It’s embarrassing. I know I shouldn’t be embarrassed. No one who may be watching knows how long I’ve been pulling the trailer. As far as they know, this is my first trip out. I have nothing to be embarrassed about.

Kurt says just smile at one of the guys and he’ll help you. And that, in effect, is the whole problem. I’ve been smiling at the guys to get them to park my trailer for twelve years now, or letting Kurt drive (because he likes to drive and every time I think I should practice while he is with me, I’m too tired to insist and decide just to put my cowboy boots up on the dashboard and find a good country music channel instead) and so I’ve never really practiced.

Now I’m getting desperate. I’m thinking about letting Kelly do it. Of course, she doesn’t even have her license yet. But I’ve got a loophole. I heard there’s something called a “farmer’s license.” This is a special license for kids who aren’t old enough to get their real license yet but are needed on the farm to drive tractors and pickup trucks laden with blueberries or asparagus, a special permission for farm families who need all hands on deck, so to speak.

Or I can cowgirl up and just practice. And hang one of those Victoria’s Secret bras I got from the mall on the antenna. It couldn’t hurt.

16 comments:

Jill said...

Always love reading your stories. And in this one, I relate! When I was in New York, I had to drive a 7 passenger SUV to Connecticut with my crew of 5 and all our camera equipment. As you know, being a petite lady, the rental guy pretty much swallowed a laugh as he handed me the keys.

As badass as I like to think I am, I do get nervous driving something big and wide down the street, especially in the city. I snapped the right side mirror inwards by thinking I had enough room to go between a cab and a parked car! Luckily, no harm, no foul, but no fun!

The camera on the mirror is cool, but I don't trust it. Is that really what's behind me or is that pre-recorded? Or lagging behind, or...don't know, but it's hard to trust.

I also loved how you smile and ask a guy for help. While effective and providing great relief at times, hat keeps us from learning this stuff. On the other hand, we can't be good at everything!

xoxo,
J

Grey Horse Matters said...

When I first got my trailer about 20 yrs. ago I couldn't back it up to save my life. It was always jack knifing on me. So I took it to the school parking lot on an empty day and practiced. Here's one little trick for backing up that might help:
Never look in a mirror always look over your shoulder and go slowly so you can make adjustments as needed. With any luck you won't have to bat those eyelashes anymore or hang a bra from your antenna.

Ms. Shypoke said...

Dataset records
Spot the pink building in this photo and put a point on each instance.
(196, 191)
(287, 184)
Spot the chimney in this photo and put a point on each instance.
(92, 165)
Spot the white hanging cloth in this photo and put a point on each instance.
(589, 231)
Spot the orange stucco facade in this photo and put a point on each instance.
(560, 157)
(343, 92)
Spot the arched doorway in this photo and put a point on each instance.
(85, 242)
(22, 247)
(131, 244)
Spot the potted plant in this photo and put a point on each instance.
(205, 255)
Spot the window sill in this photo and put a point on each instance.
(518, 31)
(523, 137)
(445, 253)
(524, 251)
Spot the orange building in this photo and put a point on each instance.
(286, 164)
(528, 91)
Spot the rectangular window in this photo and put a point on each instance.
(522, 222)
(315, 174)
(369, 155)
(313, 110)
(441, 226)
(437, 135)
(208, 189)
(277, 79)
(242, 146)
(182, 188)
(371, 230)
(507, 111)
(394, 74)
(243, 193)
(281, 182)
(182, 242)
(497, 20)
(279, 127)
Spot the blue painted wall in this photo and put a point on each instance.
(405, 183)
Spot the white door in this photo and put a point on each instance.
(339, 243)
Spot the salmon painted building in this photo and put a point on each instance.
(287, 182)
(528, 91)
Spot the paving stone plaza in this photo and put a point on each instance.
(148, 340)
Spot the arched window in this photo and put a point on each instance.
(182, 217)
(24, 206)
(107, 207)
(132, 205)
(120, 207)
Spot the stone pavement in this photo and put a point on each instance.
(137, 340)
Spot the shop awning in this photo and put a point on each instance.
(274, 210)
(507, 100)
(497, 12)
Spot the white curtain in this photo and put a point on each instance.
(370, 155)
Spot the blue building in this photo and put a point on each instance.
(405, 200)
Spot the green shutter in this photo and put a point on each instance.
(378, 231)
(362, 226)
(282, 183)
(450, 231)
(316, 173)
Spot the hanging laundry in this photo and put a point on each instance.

### [TASK PROMPT]
In the trailer post, for how many years has the writer been smiling at the guys to get them to park the trailer? The listing has no connection to the trailer post.

### [THE COMPLETED TASK]
Twelve years.